PROVIDED PASSAGE Block Start
Limited liability companies qualify for credits and tax deductions that unincorporated businesses cannot take advantage of. A tax write-off, or deduction, reduces the overall income subject to tax. Most expenses related to owning and operating an LLC can be written off as a
business expense for federal tax purposes.
Limited liability companies can claim start-up deductions for qualifying expenses incurred during the first year of operation. Costs that are not deducted during the first year can be amortized over a 180-month period. According to the IRS, to qualify as a business start-up cost, the expense must be paid or incurred before the day the business began. Deductible start-up costs include market analyses, business advertising and salaries for new employees who are in training. The company can also write off fees paid for consultants and other professional services.
Location and Property
An LLC can write off business location expenses. If the owner operates the business from a home office, expenses such as business phone and supplies qualify for deductions. Personal mortgage payments and utilities usually do not qualify for business write-offs, but an LLC can deduct rent paid for un-owned property as a business expense. If part of a rental home is used as a home office, the company may be able to deduct rent paid for that part of the home. The cost of business property such as furniture, computers and office equipment can be written off over time according to a depreciation schedule.
PROVIDED PASSAGE Block End
### [REQUIRED ACTIONS]
- a) According to the passage on LLC tax write-offs, over what period can start-up costs not deducted in the first year be amortized?
- b) Write the next part of the passage on LLC tax write-offs, starting after its final sentence.
MATERIAL PROVIDED Block Start
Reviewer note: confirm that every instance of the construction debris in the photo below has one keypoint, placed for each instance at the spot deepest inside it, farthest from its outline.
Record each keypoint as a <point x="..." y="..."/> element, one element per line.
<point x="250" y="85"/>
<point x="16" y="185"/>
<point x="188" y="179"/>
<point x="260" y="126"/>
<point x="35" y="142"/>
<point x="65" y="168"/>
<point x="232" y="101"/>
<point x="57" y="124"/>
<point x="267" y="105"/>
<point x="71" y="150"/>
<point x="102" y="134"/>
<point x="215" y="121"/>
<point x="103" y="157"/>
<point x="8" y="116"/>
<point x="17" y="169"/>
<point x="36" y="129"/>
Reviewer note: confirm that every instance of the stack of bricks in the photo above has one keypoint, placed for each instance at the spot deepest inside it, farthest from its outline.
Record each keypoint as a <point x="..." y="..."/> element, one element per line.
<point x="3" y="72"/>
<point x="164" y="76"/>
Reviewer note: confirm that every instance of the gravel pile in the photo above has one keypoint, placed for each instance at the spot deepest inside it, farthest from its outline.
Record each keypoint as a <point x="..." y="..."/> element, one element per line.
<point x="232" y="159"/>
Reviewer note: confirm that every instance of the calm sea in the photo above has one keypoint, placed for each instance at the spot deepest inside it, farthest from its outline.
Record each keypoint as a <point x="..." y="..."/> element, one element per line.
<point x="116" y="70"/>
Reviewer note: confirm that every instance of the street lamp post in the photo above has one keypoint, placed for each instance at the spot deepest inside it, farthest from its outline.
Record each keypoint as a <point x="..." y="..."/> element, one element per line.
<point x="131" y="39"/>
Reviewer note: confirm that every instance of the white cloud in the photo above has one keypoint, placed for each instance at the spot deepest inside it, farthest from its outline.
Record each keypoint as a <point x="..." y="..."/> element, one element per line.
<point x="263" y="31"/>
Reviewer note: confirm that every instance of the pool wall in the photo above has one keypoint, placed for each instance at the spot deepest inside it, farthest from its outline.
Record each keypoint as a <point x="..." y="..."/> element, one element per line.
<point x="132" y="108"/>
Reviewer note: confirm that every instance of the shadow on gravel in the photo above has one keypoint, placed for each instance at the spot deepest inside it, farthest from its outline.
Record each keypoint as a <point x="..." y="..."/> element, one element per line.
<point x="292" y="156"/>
MATERIAL PROVIDED Block End
### [ANSWERS GIVEN]
- a) Over a 180-month period.

- b)
Transportation and Travel
Transportation and travel expenses qualify for tax deductions. Transportation expenses include visiting clients and customers as well as traveling to business meetings away from the regular place of business. Travel expenses include costs incurred while traveling for business purposes. The LLC can deduct the cost of airplane, train or bus travel to a business destination as well as mileage costs for local or overnight travel. Meals and certain entertainment expenses incurred during business travel are also tax deductible.
Limited liability companies receive tax credits for certain qualified expenses. A tax credit is not the same as a write-off, but it serves a similar purpose by reducing the LLC’s tax liability. While tax deductions reduce the company's taxable income, credits are subtracted right from the tax. The IRS allows general business credits for companies that utilize alternative motor vehicles or renewable fuel sources. LLCs may also qualify for credits for employer/employee-related expenses such as credits for employer paid social security and Medicare taxes as well as credits for employer-provided child care services.